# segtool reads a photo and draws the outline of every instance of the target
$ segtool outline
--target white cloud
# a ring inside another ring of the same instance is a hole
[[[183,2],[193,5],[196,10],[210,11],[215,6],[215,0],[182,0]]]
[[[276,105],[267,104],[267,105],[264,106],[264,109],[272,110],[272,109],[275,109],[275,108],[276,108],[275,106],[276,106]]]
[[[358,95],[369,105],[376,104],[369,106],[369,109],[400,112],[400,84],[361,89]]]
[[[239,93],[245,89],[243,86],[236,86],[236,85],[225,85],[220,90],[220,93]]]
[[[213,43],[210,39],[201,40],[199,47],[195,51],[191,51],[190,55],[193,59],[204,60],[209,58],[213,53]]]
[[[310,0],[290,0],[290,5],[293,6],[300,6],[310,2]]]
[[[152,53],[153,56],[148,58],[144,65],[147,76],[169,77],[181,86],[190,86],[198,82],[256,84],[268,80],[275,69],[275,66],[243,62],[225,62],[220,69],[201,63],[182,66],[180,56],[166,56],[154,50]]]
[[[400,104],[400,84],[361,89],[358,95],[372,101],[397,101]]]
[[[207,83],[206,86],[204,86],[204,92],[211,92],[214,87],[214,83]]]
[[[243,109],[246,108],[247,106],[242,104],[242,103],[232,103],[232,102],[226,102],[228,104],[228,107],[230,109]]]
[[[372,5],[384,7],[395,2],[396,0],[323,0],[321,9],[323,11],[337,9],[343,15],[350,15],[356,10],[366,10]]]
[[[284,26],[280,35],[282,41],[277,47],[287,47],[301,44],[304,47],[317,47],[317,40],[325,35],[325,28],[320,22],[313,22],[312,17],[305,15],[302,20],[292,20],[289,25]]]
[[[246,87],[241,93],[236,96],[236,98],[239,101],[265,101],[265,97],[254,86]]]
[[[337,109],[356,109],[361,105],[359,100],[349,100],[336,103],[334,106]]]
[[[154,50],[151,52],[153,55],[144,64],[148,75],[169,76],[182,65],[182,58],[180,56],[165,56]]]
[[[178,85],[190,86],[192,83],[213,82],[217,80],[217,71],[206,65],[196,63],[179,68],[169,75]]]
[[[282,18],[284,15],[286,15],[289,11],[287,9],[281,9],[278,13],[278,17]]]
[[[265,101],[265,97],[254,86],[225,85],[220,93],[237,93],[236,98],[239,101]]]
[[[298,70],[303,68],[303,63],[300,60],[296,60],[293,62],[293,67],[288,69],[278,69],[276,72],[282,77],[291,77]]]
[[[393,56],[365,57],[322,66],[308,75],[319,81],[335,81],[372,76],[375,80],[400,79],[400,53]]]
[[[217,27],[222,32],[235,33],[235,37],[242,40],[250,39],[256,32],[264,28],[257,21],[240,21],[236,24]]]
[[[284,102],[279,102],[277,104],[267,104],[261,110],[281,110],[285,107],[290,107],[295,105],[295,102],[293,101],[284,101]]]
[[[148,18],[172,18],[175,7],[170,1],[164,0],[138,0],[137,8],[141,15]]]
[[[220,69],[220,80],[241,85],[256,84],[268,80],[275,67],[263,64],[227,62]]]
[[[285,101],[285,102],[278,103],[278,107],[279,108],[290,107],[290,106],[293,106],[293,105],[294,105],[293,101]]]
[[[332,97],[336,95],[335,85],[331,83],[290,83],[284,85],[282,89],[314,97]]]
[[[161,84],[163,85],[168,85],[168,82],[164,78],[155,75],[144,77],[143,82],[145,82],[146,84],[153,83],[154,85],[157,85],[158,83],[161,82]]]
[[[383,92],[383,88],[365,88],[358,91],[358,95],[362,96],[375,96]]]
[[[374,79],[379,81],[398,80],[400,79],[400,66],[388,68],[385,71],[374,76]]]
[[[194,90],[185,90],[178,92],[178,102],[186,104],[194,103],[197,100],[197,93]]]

(YOUR ASSIGNMENT) Copy exactly the lines from the top of the entries through the line with "--target white cloud" in it, please, keeping both ends and adding nothing.

(SOLUTION FOR THIS PROBLEM)
# segtool reads a photo and draws the outline of every instance of the target
$ segtool outline
--target white cloud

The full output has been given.